Region annotation entries:
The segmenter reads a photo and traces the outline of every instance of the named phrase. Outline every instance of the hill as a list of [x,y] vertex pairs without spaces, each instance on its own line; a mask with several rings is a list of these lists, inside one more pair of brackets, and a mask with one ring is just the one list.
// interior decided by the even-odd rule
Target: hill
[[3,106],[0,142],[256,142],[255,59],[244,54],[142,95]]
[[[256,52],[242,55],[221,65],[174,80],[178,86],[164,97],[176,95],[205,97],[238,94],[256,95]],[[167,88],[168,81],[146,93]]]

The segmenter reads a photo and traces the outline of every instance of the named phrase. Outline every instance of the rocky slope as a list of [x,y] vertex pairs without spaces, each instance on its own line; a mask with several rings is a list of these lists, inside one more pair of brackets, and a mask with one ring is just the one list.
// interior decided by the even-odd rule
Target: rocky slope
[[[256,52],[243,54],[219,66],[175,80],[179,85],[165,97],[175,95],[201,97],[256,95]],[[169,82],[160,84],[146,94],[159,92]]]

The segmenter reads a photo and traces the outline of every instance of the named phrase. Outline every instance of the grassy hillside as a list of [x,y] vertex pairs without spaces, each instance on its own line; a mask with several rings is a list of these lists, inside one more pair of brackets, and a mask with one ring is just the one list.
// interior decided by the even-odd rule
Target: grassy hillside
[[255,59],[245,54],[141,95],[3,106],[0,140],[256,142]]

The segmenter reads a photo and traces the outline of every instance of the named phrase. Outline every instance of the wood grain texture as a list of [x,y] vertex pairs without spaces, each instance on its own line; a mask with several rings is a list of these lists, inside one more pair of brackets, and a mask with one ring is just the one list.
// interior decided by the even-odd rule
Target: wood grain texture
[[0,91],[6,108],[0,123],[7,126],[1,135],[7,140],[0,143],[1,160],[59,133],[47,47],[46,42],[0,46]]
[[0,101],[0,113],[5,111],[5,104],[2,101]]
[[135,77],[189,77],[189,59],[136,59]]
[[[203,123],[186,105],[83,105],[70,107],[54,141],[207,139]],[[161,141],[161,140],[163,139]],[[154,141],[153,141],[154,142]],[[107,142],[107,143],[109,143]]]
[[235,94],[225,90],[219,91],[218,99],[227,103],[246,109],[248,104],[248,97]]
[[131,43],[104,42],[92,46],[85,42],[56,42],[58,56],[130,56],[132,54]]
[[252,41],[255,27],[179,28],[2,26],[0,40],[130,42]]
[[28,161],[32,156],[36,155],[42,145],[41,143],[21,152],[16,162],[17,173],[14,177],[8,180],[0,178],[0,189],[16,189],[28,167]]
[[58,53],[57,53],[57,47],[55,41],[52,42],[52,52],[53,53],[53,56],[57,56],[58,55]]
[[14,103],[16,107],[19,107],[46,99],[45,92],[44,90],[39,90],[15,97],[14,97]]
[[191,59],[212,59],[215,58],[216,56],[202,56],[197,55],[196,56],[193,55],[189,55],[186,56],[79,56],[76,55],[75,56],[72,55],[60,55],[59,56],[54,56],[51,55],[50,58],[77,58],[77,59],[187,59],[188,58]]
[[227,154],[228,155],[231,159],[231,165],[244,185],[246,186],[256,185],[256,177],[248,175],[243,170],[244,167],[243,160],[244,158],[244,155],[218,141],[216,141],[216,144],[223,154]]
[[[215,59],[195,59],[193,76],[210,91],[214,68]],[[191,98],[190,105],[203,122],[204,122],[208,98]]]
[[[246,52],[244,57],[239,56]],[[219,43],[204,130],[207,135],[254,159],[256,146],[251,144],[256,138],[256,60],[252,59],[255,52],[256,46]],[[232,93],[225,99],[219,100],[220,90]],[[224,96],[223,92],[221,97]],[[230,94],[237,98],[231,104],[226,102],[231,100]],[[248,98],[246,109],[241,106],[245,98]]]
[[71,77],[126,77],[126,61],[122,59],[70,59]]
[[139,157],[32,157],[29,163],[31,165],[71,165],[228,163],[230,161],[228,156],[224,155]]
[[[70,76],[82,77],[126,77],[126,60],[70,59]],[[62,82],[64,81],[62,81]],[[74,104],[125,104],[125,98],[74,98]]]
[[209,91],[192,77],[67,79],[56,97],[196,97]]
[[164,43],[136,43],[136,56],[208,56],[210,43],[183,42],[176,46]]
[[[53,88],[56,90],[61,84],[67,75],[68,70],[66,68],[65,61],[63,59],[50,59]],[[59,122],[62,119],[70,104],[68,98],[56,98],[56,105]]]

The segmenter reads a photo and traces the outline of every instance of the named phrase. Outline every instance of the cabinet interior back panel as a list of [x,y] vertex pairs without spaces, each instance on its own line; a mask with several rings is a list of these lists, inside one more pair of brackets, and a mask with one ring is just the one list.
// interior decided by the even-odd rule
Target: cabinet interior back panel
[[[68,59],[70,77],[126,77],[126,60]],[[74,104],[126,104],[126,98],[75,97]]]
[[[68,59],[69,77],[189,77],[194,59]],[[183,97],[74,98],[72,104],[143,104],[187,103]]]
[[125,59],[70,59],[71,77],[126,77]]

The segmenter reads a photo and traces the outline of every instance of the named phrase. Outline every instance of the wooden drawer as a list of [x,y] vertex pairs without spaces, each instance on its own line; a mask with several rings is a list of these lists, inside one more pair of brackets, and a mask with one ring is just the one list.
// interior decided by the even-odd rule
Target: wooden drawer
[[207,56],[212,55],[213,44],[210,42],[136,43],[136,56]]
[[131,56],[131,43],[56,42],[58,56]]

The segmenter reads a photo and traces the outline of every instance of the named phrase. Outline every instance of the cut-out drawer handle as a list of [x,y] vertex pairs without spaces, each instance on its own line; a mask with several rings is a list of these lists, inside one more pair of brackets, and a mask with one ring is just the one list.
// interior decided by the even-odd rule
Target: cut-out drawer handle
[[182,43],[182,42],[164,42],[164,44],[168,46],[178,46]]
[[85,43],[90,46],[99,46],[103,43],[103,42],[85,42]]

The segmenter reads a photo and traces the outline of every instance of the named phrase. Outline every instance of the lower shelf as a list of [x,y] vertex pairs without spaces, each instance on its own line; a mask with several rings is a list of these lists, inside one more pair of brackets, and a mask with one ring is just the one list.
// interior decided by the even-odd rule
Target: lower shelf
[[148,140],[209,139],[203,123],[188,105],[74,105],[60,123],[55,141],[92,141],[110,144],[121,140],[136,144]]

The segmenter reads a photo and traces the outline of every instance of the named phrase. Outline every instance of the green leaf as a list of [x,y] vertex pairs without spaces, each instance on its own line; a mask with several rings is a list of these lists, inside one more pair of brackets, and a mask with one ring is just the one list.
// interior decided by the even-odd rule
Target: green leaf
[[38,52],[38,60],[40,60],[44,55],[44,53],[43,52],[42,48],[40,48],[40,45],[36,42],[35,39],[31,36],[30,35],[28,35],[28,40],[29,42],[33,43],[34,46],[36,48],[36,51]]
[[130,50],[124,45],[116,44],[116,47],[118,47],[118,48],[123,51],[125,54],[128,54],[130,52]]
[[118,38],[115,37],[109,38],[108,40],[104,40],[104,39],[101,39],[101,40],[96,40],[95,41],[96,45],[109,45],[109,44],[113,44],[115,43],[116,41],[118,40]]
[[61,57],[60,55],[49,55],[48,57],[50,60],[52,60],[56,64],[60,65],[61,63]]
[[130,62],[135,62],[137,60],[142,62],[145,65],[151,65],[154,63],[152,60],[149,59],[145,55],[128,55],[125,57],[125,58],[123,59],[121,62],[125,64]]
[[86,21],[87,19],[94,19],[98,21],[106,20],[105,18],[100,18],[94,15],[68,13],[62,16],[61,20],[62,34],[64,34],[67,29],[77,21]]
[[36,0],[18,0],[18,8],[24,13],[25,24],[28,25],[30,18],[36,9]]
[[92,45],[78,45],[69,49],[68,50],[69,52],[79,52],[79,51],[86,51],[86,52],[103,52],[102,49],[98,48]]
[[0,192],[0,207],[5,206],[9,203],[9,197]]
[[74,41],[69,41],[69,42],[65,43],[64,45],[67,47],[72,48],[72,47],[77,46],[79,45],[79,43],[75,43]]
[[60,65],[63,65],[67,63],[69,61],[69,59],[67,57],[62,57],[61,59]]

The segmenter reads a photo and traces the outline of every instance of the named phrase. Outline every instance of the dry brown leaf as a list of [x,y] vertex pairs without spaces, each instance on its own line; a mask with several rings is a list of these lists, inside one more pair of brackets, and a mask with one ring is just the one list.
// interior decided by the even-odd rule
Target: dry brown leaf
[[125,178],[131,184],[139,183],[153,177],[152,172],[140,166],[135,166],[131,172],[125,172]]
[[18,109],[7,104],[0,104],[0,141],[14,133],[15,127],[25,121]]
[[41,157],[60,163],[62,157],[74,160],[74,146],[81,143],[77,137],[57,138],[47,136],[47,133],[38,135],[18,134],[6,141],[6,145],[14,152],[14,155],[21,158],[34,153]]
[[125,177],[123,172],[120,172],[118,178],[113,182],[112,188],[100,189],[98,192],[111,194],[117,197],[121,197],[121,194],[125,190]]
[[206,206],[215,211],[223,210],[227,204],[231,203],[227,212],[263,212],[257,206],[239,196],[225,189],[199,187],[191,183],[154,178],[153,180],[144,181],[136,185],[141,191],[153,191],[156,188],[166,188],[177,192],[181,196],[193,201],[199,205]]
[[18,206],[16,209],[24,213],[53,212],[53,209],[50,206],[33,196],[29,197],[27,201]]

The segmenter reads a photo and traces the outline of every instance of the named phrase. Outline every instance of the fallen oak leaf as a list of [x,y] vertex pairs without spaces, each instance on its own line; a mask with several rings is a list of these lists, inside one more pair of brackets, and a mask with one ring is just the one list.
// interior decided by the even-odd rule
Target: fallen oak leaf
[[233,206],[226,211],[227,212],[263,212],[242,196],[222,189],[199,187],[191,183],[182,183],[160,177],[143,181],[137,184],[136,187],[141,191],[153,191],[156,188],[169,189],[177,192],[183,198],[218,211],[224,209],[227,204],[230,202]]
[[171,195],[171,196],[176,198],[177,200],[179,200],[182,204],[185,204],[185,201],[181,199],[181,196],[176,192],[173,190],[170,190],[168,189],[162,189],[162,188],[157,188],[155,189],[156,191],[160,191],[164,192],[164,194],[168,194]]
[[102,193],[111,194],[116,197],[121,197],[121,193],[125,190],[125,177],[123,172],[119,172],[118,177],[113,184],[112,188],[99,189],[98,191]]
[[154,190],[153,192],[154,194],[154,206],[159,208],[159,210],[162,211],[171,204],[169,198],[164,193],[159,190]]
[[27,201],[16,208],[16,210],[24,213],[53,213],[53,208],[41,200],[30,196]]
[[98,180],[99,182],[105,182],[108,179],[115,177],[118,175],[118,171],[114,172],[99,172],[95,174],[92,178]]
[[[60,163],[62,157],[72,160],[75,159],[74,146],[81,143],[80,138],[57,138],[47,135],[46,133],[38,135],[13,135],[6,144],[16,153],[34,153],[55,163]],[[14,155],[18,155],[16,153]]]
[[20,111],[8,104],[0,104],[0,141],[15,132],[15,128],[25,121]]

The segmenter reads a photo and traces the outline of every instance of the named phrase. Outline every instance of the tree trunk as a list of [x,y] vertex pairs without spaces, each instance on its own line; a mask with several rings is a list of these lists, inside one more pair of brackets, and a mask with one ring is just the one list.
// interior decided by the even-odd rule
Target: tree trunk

WHAT IS EXPECTED
Copy the data from its start through the line holding "[[3,106],[0,142],[256,142],[255,59],[244,54],[142,95]]", both ends included, and swap "hill" for "mound" while leaving everything else the same.

FINISHED TASK
The segmenter reads a photo and traces the outline of every instance of the named phrase. Outline every instance of the mound as a list of [x,y] vertex pairs without spaces, each instance on its own line; a mask with several rings is a list of these lists, inside one more pair of brackets, and a mask with one ring is just the one list.
// interior decided by the even-odd rule
Target: mound
[[3,106],[0,142],[256,142],[255,59],[244,54],[142,95]]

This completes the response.